:: EXERCISE DATA

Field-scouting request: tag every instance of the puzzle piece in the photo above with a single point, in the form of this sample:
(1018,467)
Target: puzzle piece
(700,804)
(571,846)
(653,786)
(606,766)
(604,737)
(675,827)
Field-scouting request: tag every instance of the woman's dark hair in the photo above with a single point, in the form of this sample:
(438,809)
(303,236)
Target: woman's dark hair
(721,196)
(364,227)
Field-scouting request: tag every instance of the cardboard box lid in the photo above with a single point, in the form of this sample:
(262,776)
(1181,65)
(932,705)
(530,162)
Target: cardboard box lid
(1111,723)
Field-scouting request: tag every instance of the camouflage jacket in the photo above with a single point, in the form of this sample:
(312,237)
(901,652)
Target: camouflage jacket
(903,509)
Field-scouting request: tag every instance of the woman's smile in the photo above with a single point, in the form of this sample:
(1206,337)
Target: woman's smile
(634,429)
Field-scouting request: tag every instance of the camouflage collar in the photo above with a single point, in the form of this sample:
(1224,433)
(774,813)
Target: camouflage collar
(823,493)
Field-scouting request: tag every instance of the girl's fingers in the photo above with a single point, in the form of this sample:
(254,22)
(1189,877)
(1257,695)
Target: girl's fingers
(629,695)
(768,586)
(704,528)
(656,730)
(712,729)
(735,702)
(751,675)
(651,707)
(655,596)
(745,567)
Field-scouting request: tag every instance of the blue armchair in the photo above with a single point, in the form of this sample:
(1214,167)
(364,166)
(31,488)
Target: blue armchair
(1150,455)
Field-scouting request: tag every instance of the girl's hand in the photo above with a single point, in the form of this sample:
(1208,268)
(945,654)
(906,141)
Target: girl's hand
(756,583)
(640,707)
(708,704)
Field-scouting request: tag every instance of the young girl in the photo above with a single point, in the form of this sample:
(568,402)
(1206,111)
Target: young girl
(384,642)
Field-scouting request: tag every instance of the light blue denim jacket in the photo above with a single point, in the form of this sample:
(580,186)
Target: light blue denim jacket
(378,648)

::::

TASK
Output every entry exactly.

SOLUTION FOR THIS EXERCISE
Field-scouting request: tag every instance of the puzzle piece in the photo above with a single point, in the form of this sample:
(1018,467)
Target: puzzle piece
(700,804)
(571,846)
(653,786)
(606,766)
(604,737)
(675,827)
Field-scouting request: tag every instance of the woman's dark hair in the photo above with a single point, in the form of this sample:
(438,809)
(303,236)
Target: woman's dark hair
(721,196)
(364,227)
Field-scouting request: tag every instance of the cardboard box lid in the photo above with a single point, in the form of this sample:
(262,776)
(1181,65)
(932,705)
(530,162)
Target: cardboard box lid
(1111,723)
Field-scouting request: tag every instance of the camouflage jacket in the photo above with a single point, in the form of this sample:
(312,237)
(901,652)
Target: camouflage jacket
(903,509)
Field-scouting request: tag every instance of the woman's smile in the photo above with a single point, in the form of this sample:
(1206,337)
Target: woman's smile
(634,429)
Field-scouting request: tag every instance of the camouflage collar in the photo above with a single point, in the form of this sample:
(1224,433)
(774,813)
Target: camouflage collar
(823,493)
Field-scouting request: tag every instance of the girl's fingers in the photo above with a single point, in the form of this sample:
(254,22)
(1189,877)
(1257,695)
Target: girl's fingers
(629,695)
(768,586)
(704,528)
(656,730)
(712,729)
(735,702)
(751,675)
(651,707)
(655,596)
(745,567)
Field-scouting request: tag every instance of the blue armchair in the photo above with a single point, in the form of this sample:
(1214,167)
(364,166)
(31,488)
Target: blue armchair
(1150,455)
Field-scouting request: tag every instance of the girl's hand in the photo above with a single point, in the form of this sample:
(1208,268)
(945,654)
(906,141)
Target: girl's hand
(756,583)
(640,707)
(708,704)
Field-scouting request: tag every instance of the young girl in the photo above with a single point, in the form of this sample:
(568,402)
(1206,111)
Target: young girl
(384,642)
Field-scouting request: tag every instance of the light blue denim jacket in the photo above with a single point, in the form of this sample:
(580,186)
Target: light blue denim jacket
(378,648)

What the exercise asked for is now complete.